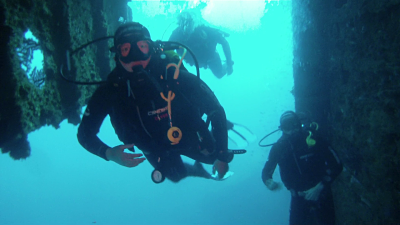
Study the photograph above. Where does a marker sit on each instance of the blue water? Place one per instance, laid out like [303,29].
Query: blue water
[62,183]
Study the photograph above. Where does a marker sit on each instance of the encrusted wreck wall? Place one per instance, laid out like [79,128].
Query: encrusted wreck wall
[59,26]
[346,70]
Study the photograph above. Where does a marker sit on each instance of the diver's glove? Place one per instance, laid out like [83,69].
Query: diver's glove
[118,155]
[313,193]
[272,185]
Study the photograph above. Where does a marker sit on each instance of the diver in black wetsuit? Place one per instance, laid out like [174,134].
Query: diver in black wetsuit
[203,40]
[308,166]
[158,109]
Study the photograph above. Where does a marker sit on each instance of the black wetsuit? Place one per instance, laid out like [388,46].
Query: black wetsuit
[203,42]
[302,168]
[140,116]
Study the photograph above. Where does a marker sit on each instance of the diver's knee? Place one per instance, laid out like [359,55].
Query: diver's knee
[175,176]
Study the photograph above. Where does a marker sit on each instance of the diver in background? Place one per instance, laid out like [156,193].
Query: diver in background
[203,40]
[158,109]
[308,166]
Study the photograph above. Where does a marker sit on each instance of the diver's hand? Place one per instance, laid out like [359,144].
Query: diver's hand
[220,167]
[118,155]
[272,185]
[313,193]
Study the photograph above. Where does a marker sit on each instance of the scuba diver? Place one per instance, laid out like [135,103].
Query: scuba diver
[156,106]
[203,40]
[308,166]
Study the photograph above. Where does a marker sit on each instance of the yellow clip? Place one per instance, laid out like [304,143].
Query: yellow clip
[174,135]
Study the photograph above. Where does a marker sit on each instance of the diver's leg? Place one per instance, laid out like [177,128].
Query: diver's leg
[216,66]
[197,170]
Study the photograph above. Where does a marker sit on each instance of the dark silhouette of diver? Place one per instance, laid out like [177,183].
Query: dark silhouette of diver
[203,40]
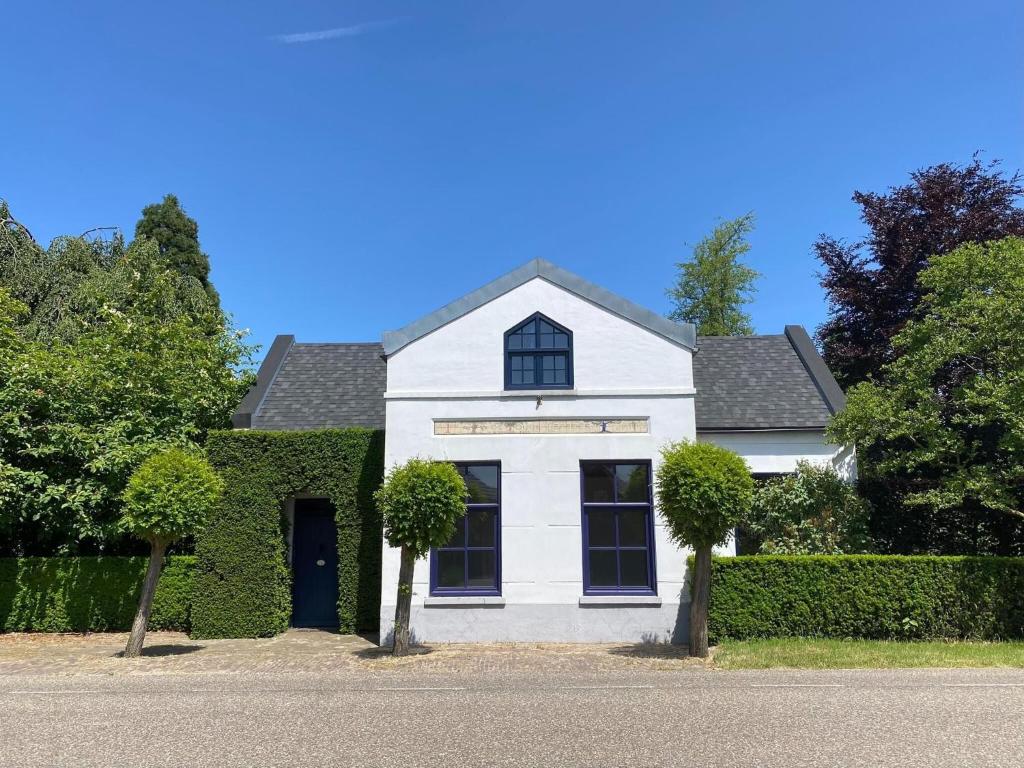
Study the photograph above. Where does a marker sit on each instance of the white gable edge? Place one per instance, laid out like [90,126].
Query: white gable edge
[683,334]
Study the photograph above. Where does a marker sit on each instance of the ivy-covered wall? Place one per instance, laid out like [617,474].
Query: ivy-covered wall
[90,594]
[243,583]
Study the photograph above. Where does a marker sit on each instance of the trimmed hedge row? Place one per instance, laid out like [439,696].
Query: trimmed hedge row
[90,594]
[243,583]
[867,596]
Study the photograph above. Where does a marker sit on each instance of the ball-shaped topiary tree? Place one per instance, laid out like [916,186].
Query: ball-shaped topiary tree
[704,492]
[421,503]
[170,496]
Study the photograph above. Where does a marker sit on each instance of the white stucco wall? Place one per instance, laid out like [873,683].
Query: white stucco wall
[621,371]
[778,451]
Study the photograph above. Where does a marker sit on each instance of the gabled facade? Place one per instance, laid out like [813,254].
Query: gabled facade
[553,397]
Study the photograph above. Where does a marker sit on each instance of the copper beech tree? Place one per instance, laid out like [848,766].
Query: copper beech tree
[704,492]
[421,502]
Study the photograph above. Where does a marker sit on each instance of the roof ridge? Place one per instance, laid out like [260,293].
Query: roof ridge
[338,344]
[748,336]
[683,334]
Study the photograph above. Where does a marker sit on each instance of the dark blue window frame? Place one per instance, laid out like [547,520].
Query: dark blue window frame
[615,506]
[539,354]
[464,546]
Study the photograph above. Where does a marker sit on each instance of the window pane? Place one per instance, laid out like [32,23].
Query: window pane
[600,527]
[602,568]
[632,527]
[634,567]
[481,567]
[481,480]
[631,481]
[481,527]
[597,482]
[451,567]
[459,538]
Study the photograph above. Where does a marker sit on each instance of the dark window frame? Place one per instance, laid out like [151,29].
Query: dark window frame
[651,589]
[538,353]
[496,591]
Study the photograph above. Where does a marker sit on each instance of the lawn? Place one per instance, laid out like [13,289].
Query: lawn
[838,654]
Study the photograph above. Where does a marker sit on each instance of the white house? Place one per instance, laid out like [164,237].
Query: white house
[553,396]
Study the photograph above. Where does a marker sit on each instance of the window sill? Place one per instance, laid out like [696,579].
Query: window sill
[625,600]
[465,601]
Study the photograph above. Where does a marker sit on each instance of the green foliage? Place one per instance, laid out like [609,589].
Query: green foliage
[947,418]
[170,496]
[421,502]
[243,580]
[811,512]
[90,594]
[177,236]
[714,286]
[867,596]
[704,491]
[83,398]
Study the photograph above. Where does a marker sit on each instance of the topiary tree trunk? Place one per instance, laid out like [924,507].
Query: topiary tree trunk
[403,603]
[699,601]
[138,627]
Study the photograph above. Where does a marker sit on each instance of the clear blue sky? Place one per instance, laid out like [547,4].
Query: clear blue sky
[350,183]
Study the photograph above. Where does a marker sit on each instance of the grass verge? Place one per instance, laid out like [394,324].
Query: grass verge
[840,654]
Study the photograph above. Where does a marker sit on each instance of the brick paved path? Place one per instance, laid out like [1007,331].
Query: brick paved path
[310,650]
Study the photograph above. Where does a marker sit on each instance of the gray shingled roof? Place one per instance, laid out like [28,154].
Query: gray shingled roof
[762,382]
[742,382]
[681,333]
[325,385]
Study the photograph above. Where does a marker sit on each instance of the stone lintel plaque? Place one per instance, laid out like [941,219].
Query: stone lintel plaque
[540,426]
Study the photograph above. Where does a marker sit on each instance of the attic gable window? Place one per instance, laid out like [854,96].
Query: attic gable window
[538,355]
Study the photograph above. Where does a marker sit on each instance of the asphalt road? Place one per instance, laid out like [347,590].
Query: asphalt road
[633,718]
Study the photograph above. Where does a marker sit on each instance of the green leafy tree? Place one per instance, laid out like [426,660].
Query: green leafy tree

***

**WHAT IS ASKED:**
Please reproduce every one of the entries above word for word, leaving out the pictures.

**ANSWER TO THIS TASK:**
Study the photograph above. Where does a marker sit on each instance of the blue water? Place one per instance, laid out like [303,29].
Query: blue water
[62,183]
Study the photograph above. Where does a marker sit on each instance of the encrusted wreck wall? Place one per instance, laid out like [79,128].
Query: encrusted wreck wall
[59,26]
[346,70]
Study the photograph above. Where does a marker sit on each instance of the diver's glove? Place one per instance, laid out like [83,69].
Query: diver's glove
[118,155]
[313,193]
[272,185]
Study the photograph above. Where does a marker sit on each instance of the diver in black wetsuit? Place one per instance, laid out like [174,134].
Query: diver in black wetsuit
[203,40]
[308,166]
[158,109]
Study the photograph above. Where does a marker sit on each instance of the black wetsuit? Place one per instance, laid out like [388,46].
Query: black wetsuit
[203,42]
[302,168]
[140,116]
Study the photograph above. Where does a marker sit on each instance of the diver's knee? Place one per instance, laid out like [359,55].
Query: diver's knee
[175,176]
Study the photograph above. Where does a marker sit on each instance of the diver in background? Place one per instance, laid out like [156,193].
Query: diver in background
[203,40]
[158,109]
[308,166]
Study the photograph above. Where does a marker sit on each instance of the diver's hand? Place one per instance, laid out like [359,144].
Query: diver's hand
[220,167]
[118,155]
[272,185]
[313,193]
Study the photograph above. Where does a marker sit on each instance of the scuba diver? Place one per instance, laid out like [135,103].
Query: scuba diver
[156,106]
[203,40]
[308,166]
Study the photograph above. Where does a marker sit on each instance of the yellow clip? Place one per instance, laid out like [304,143].
Query: yellow clip
[174,135]
Study the photograph above. Where does a marker sit on each instance of the diver's leg? Place one per instance, laid out like [177,128].
Query: diver's leg
[216,66]
[197,170]
Study the photograph above. Where does a marker sit on each instance of the dark silhouette of diver? Place one per instance, laid out like [177,183].
Query: dark silhouette of diver
[203,40]
Study the photograph above. Where does a marker sit on each instance of the white gable edge? Place one per instance, laid out like [90,126].
Query: white gable edge
[683,334]
Study the photograph above. Where does a marker sit on each instance of the ivy-covered wall? Place one per instance, laid out like [617,474].
Query: ivy-covered wall
[90,594]
[243,583]
Study the photograph above. Where does a marker sit on each instance of the trimmed hedge row? Place one per instance, laid out like [439,696].
Query: trimmed hedge row
[90,594]
[243,583]
[867,596]
Study the photograph above. Where does a marker sit on each instance of the ball-shaped topiary tree? Place one per instance, laid out like [916,186].
Query: ball-shaped topiary tree
[704,492]
[421,503]
[170,496]
Study the photograph above. Where does a marker sit on each instance of the white stucco wall? Place one per instance, laid out like [873,683].
Query: white stucco wall
[621,371]
[778,451]
Study the photograph above. Where does a marker sit on each instance of the gabled facade? Place one per instance, laid out like [813,254].
Query: gabled facade
[553,397]
Study the photograph above. Where does a marker sit on each instance of the copper beech tree? Place one per instance, laid out like [848,766].
Query: copper beech tree
[704,492]
[421,502]
Study the photograph above. Where does a marker sit on each instance of the roof ridge? Place one per instance, laid out like [260,293].
Query: roof ridge
[338,344]
[748,336]
[683,334]
Study the photograph above. Where does a marker sit on each instance of the dark blue window frame? Place one per instance, laid out like [547,520].
Query: dark blue window frame
[615,506]
[539,354]
[464,546]
Study the photograph above. Where does a marker sit on each instance of the window pane? Place one per instance, laid out like [32,23].
Query: window pane
[600,527]
[602,568]
[632,527]
[634,567]
[481,567]
[481,480]
[631,481]
[481,527]
[597,482]
[451,567]
[459,538]
Study the photograph above. Where does a marker sit on each instance of the dark window frame? Place one per instance, laid out like [151,29].
Query: dark window frame
[651,589]
[538,353]
[496,591]
Study the photograph above. Where does a marker sit on each instance of the lawn? Place one per instance, laid out like [13,289].
Query: lawn
[838,654]
Study the photograph above. Where does a marker sit on each instance of the white house? Place one per instance, laid out like [164,237].
Query: white house
[553,396]
Study the photograph above. Where does a marker sit on each instance of the window sill? Place one per instance, laid out like [696,579].
Query: window sill
[625,600]
[465,601]
Study the photograph above. Where does a marker sit on each instance of the green foliage? Place one per instance, laid out like [609,589].
Query: green foliage
[947,418]
[170,496]
[421,502]
[243,580]
[811,512]
[90,594]
[177,236]
[714,286]
[867,596]
[704,491]
[83,398]
Study the photograph above. Where does a marker sit on each instance of the topiary tree trunk? Place one per instance, laid out like [924,507].
Query: topiary tree trunk
[403,603]
[699,601]
[138,627]
Study the photograph above. Where does a marker sit on each instance of the clear blue sky? Place one per instance, laid out like [547,4].
Query: clear blue sky
[350,183]
Study the photograph above. Where does a marker sit on each instance of the grass verge? Place one per instance, laid out like [394,324].
Query: grass verge
[840,654]
Study the photograph above. Where does a marker sit on each instance of the brick paved path? Place one per instance, laid out like [1007,331].
Query: brick paved path
[310,650]
Study the photograph above. Where does a marker sit on each instance of the gray shingled roof? Place one per instance, laid out like [28,154].
Query: gray shingled roof
[762,382]
[742,382]
[681,333]
[325,385]
Study the photograph above. Where does a marker sit on each instance of the stone lintel plaque? Place one per instance, laid out like [941,219].
Query: stone lintel plaque
[540,426]
Study the photograph above. Where does a marker sit on each instance of the attic gable window? Place one per instance, laid out like [854,96].
Query: attic gable window
[538,355]
Study the photograph above. Where does a marker sit on each instance of the asphalt road? Place one per instance, laid out like [347,590].
Query: asphalt road
[633,718]
Study the photograph above. Where does a marker sit on each instance of the green leafy tree? Place one per instance, laid out like [426,660].
Query: green leafy tree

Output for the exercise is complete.